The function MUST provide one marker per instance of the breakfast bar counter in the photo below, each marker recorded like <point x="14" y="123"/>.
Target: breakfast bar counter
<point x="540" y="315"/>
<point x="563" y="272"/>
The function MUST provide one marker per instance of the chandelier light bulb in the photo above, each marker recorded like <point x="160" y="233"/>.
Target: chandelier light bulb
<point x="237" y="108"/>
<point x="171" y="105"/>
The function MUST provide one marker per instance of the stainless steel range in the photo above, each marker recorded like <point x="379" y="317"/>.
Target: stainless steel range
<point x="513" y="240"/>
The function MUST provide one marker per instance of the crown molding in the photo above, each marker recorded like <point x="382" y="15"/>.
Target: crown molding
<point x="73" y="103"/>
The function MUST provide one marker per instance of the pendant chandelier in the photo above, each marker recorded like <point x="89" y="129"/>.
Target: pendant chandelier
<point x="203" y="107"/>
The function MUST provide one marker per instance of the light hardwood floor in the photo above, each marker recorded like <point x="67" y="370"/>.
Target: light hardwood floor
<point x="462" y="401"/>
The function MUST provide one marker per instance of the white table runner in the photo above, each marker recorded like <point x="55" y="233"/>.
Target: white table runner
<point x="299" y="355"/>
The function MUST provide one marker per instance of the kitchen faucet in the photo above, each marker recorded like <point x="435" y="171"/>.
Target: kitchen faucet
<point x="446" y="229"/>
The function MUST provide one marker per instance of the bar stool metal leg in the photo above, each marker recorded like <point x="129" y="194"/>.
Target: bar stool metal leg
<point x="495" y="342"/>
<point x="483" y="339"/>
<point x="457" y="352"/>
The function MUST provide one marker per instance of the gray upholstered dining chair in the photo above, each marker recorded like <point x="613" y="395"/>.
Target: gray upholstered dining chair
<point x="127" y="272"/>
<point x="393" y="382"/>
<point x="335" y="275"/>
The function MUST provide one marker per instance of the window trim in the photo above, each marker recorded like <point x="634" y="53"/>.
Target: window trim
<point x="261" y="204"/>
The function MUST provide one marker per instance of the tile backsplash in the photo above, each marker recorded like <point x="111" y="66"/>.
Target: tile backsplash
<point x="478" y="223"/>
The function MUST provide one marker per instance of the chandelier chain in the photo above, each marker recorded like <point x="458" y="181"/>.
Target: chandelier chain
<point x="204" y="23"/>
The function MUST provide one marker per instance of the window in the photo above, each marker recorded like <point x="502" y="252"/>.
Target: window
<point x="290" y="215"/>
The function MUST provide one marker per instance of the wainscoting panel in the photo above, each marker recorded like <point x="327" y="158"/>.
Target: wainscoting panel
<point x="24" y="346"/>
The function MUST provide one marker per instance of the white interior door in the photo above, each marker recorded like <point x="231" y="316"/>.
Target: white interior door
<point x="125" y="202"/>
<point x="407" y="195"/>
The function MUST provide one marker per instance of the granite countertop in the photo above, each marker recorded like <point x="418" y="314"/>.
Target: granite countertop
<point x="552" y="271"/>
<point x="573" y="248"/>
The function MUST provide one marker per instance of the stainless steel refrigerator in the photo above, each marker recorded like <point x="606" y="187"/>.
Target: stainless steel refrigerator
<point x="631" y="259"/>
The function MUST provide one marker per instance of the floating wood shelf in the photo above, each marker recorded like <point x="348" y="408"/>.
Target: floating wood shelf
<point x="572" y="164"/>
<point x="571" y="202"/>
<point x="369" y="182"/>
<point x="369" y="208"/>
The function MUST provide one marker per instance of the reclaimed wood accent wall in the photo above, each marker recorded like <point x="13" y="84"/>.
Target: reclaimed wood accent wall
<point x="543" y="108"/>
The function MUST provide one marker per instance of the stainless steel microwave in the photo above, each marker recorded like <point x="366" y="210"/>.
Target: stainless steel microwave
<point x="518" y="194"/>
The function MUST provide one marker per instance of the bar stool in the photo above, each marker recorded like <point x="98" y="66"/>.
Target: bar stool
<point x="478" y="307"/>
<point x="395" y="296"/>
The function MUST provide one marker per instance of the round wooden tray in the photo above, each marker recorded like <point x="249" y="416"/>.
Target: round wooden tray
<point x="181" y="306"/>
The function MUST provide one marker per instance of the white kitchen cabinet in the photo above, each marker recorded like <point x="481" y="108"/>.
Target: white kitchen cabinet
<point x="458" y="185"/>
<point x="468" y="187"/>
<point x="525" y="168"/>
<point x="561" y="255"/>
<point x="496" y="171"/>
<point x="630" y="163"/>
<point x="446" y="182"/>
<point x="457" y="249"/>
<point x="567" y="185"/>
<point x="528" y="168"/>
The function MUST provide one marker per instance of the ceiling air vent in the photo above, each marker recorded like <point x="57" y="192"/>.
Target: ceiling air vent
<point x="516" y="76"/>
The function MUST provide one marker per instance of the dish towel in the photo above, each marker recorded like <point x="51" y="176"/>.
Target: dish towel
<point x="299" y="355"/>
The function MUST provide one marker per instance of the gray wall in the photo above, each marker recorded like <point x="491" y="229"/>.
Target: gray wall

* [Set exercise]
Beginning with the line that contains "of the reclaimed", repeat every line through the end of the records and nothing more.

* [Right answer]
The function MUST provide one marker per instance of the reclaimed wood accent wall in the photo above, each marker recorded like <point x="13" y="84"/>.
Target: reclaimed wood accent wall
<point x="543" y="108"/>
The function MUST provide one marker per instance of the stainless steel microwave in the photo above, each marker recorded like <point x="366" y="210"/>.
Target: stainless steel microwave
<point x="518" y="194"/>
The function MUST provide one marker per instance of the bar stool in the photo above, each marker recorded like <point x="98" y="66"/>.
Target: bar stool
<point x="478" y="307"/>
<point x="395" y="296"/>
The function MUST provide one marker per instance of the round wooden tray in the photo above, each marker recorded like <point x="249" y="416"/>.
Target: round wooden tray
<point x="181" y="306"/>
The function MUST provide one marker per instance of the white kitchen cabinet in the photo above, each marker recorded like <point x="481" y="108"/>.
Target: white kitchen cabinet
<point x="458" y="185"/>
<point x="468" y="187"/>
<point x="525" y="168"/>
<point x="561" y="255"/>
<point x="496" y="171"/>
<point x="630" y="163"/>
<point x="446" y="182"/>
<point x="457" y="249"/>
<point x="567" y="185"/>
<point x="528" y="168"/>
The function MUST provide one marker per instance of the ceiling air vent in the photo above, each marker recorded like <point x="57" y="192"/>.
Target: ceiling air vent
<point x="516" y="76"/>
The function MUST provide one marker per instance of the dish towel in the photo above, each marker recorded like <point x="51" y="176"/>.
Target: dish towel
<point x="299" y="355"/>
The function MUST provide one marker per instance of the gray wall in the photo above, each marker recorded like <point x="491" y="229"/>.
Target: gray wall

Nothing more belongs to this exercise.